▶ **Set task 1**
Answer these questions about the pigeon jokes thread.
(a) For how much did the man in the first joke sell his homing pigeon?
(b) Which joke does RodSD say he likes?
(c) In the poem, what is the third pigeon called?

▶ **Page**
======
# pigeon jokes



## birds+me=happy

I'm kinda bored so I just though I would bright some people up with a couple jokes.

Did you hear about the man who became a millionaire with one homing pigeon?

He sold it for a dollar and it kept coming home a million times! 


A BIG HOLE

Little Tim was outside in the back yard digging a big hole in the corner of the yard. He had been out there for a while really making this hole very large and deep. 

The neighbor had been watching him for some time through her kitchen window and decided to go out and find out what was going on.

"Tim, why are you digging such a big hole in the yard?" she asked.

Tim did not even look up but spoke in anger, "Because my pigeon died"

"I am so sorry to hear that Tim" she said. "But why are you digging such a big hole?"

Tim replied, "Because your darn cat is goin' in there too."

 lol


----------



## RodSD

Hahaha....I like the first joke. Someone will bury you, too, on the second joke. (That is a joke!)


----------



## birds+me=happy

And here's a poem I found.

A Little Pigeon Poem

Why live with pigeons? There's danger you know, 
Can't adopt just one, the craving will grow. 
There's no doubt they're addictive, wherein lies the danger, 
While living with lots, you'll grow poorer (and stranger?). 

One pigeon is so funny, and two are no trouble, 
The more, the merrier, they're all so delightful. 
The third is a honey, the fourth one's a breeze, 
You can live in a house full, with the greatest of ease. 

So how 'bout another -- or two if you must? 
They're really quite easy, but oh Lord, the dust. 
With pigeons on furniture, and pigeons in bed, 
And their toys and things, "It's no bother," you've said. 

So, invite some more pigeons, you can always find room, 
And a little more time, for the dust cloth and broom. 
There's hardly a limit, to the pigeons you add, 
The thought of a cutback, sure makes you sad. 

Each one is so special, so unique and so funny, 
Food and care bills grow larger, you spend much more money.
======
▶ **Object outline annotations**
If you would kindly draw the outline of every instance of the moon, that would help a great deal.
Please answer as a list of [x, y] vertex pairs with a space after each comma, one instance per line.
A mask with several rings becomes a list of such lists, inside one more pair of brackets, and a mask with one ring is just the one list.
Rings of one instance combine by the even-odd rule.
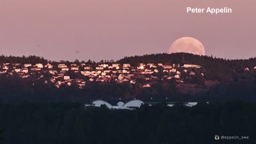
[[169, 53], [177, 52], [190, 53], [197, 55], [205, 55], [203, 44], [196, 38], [184, 37], [175, 41], [170, 47]]

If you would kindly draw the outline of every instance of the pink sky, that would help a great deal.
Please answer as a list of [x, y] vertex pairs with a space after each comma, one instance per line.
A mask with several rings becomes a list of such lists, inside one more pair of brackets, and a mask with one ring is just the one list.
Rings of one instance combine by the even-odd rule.
[[[0, 53], [117, 60], [167, 52], [174, 40], [191, 36], [206, 55], [254, 57], [255, 5], [255, 0], [0, 0]], [[187, 6], [233, 13], [188, 14]]]

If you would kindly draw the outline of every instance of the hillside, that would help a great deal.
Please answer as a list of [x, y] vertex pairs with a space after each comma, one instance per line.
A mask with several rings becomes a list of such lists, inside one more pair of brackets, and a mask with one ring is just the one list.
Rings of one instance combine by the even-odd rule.
[[256, 58], [226, 60], [180, 53], [95, 62], [2, 55], [0, 63], [3, 101], [152, 97], [158, 100], [256, 101]]

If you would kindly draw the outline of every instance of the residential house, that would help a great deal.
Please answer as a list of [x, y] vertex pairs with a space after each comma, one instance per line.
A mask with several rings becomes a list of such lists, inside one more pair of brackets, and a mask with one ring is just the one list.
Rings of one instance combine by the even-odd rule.
[[96, 67], [97, 70], [103, 70], [103, 69], [104, 69], [104, 68], [100, 66], [99, 66]]
[[195, 72], [194, 72], [194, 71], [191, 71], [189, 73], [189, 75], [190, 75], [190, 76], [194, 76], [194, 75], [196, 75], [196, 73], [195, 73]]
[[62, 68], [61, 71], [68, 71], [69, 70], [69, 68]]
[[71, 70], [78, 70], [79, 68], [78, 67], [71, 67]]
[[41, 70], [41, 68], [31, 68], [31, 71], [40, 71]]
[[92, 69], [92, 68], [90, 67], [85, 67], [84, 68], [84, 70], [90, 70]]
[[176, 71], [177, 71], [177, 70], [176, 69], [172, 69], [170, 70], [170, 73], [176, 73]]
[[24, 64], [24, 67], [31, 67], [32, 64], [30, 63], [28, 63], [28, 64]]
[[124, 78], [124, 75], [121, 75], [121, 74], [119, 75], [119, 76], [118, 76], [118, 79], [119, 79], [119, 80], [122, 80], [122, 79], [123, 79], [123, 78]]
[[65, 80], [65, 81], [66, 80], [69, 80], [69, 79], [70, 79], [70, 77], [69, 76], [65, 76], [63, 77], [63, 79]]
[[51, 69], [53, 67], [53, 66], [52, 66], [51, 63], [48, 63], [45, 66], [44, 66], [44, 67], [49, 69]]
[[151, 87], [151, 86], [148, 84], [145, 84], [145, 85], [143, 85], [143, 87]]
[[101, 67], [103, 67], [103, 68], [106, 68], [108, 67], [108, 64], [105, 64], [105, 63], [104, 63], [104, 64], [101, 64], [101, 65], [100, 65], [100, 66], [101, 66]]
[[58, 65], [58, 67], [59, 68], [67, 68], [68, 66], [66, 66], [65, 64], [59, 64]]
[[172, 68], [172, 66], [170, 66], [170, 65], [164, 65], [163, 67], [164, 67], [164, 69], [171, 69], [171, 68]]
[[135, 81], [134, 79], [131, 80], [131, 81], [130, 81], [130, 84], [135, 84], [136, 83], [136, 81]]
[[201, 67], [201, 66], [199, 65], [189, 65], [189, 64], [185, 64], [183, 66], [183, 67], [185, 68], [199, 68]]
[[21, 70], [20, 68], [16, 68], [14, 69], [15, 72], [16, 73], [20, 73]]
[[158, 65], [158, 66], [161, 66], [161, 67], [163, 66], [163, 63], [159, 63], [158, 64], [157, 64], [157, 65]]
[[24, 73], [28, 73], [28, 69], [27, 68], [23, 68], [21, 70], [21, 72]]
[[178, 78], [180, 78], [180, 75], [178, 75], [178, 74], [177, 74], [177, 75], [175, 75], [174, 76], [174, 78], [177, 78], [177, 79], [178, 79]]
[[179, 68], [180, 67], [180, 64], [179, 64], [179, 63], [172, 64], [172, 67], [173, 68]]
[[123, 65], [123, 69], [129, 69], [130, 67], [131, 67], [131, 65], [130, 65], [130, 63], [124, 63]]
[[44, 67], [42, 63], [36, 63], [35, 66], [38, 68], [43, 68]]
======
▶ **Set task 2**
Copy the listing word for word, starting at its beginning and ending at the line that contains "41], [170, 47]]", with both of those included. Omit the picture.

▶ **Final answer 1**
(a) A dollar.
(b) The first joke.
(c) A honey.

▶ **Final answer 2**
If you would kindly draw the outline of every instance of the moon, that would help a great deal.
Please answer as a list of [x, y] vertex pairs with a space after each comma, one instance per line.
A mask with several rings becomes a list of such lists, inside one more pair of brackets, and a mask with one ring is just the one list.
Rings of one instance combine by the even-odd rule.
[[169, 53], [177, 52], [190, 53], [197, 55], [205, 55], [203, 44], [196, 38], [184, 37], [175, 41], [170, 47]]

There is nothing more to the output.